EXERCISE REQUIREMENTS —
Reproduce each of the rows below word for word, with no changes.
-- MATERIAL TO PROCESS start --
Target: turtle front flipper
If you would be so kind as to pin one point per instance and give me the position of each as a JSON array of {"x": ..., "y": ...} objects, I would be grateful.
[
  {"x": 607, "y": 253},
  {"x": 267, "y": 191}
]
-- MATERIAL TO PROCESS end --
REPLY TO THE EXERCISE —
Target: turtle front flipper
If you would be so kind as to pin one point per instance and give me the position of each as a JSON array of {"x": ..., "y": ...} objects, I would be grateful.
[
  {"x": 607, "y": 253},
  {"x": 267, "y": 191}
]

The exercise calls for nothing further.